** Begin Material **

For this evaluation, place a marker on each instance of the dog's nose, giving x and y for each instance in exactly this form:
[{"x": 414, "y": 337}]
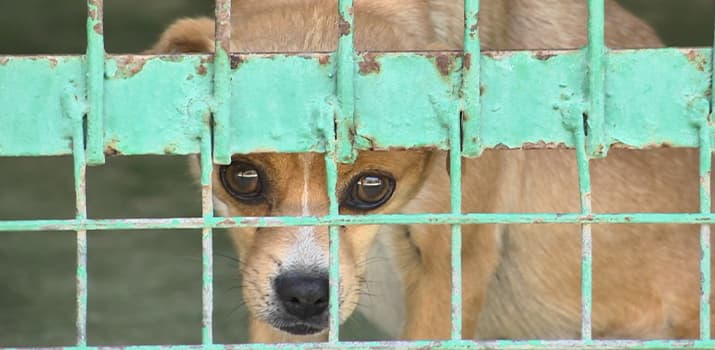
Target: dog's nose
[{"x": 303, "y": 295}]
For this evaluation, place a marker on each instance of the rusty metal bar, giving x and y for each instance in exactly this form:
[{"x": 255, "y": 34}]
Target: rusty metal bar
[
  {"x": 597, "y": 144},
  {"x": 383, "y": 219},
  {"x": 222, "y": 84},
  {"x": 95, "y": 81},
  {"x": 207, "y": 210},
  {"x": 80, "y": 187},
  {"x": 331, "y": 169},
  {"x": 470, "y": 92},
  {"x": 430, "y": 344},
  {"x": 345, "y": 89}
]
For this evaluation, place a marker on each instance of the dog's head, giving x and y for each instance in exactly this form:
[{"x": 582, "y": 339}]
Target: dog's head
[{"x": 285, "y": 269}]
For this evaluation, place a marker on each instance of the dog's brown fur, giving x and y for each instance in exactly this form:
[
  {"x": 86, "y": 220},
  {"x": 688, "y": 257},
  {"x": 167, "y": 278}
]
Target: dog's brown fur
[{"x": 520, "y": 281}]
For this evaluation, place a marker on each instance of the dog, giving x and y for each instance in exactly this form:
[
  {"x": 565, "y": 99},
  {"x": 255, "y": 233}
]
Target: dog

** End Material **

Exercise instructions:
Copy the data above word for word, without the pictures.

Answer for the task:
For this evaluation, place a marker on each instance of the dog's nose, giving x and y for each instance in exactly this form:
[{"x": 414, "y": 337}]
Target: dog's nose
[{"x": 303, "y": 295}]
For this evaluation, place a marker on each instance of the rusty metal bar, giving x and y for each instance in exactly this form:
[{"x": 255, "y": 34}]
Target: rusty metal bar
[
  {"x": 597, "y": 144},
  {"x": 383, "y": 219},
  {"x": 222, "y": 84},
  {"x": 95, "y": 81},
  {"x": 207, "y": 210},
  {"x": 80, "y": 187},
  {"x": 331, "y": 169},
  {"x": 470, "y": 92},
  {"x": 430, "y": 344},
  {"x": 345, "y": 89}
]
For this evaluation, place a marker on each instance of the dog's head, giving x and y for each instance in exactly this form:
[{"x": 582, "y": 339}]
Target: dog's head
[{"x": 285, "y": 269}]
For this evaluation, place a marker on each instance of the dog's brown fur, giving x and y for each instance in exactly this form:
[
  {"x": 86, "y": 220},
  {"x": 688, "y": 257},
  {"x": 167, "y": 278}
]
Target: dog's brown fur
[{"x": 520, "y": 281}]
For this evaluation, place a marker on each instance of the dog, giving x and y for each instance in exactly this form:
[
  {"x": 565, "y": 99},
  {"x": 255, "y": 233}
]
Target: dog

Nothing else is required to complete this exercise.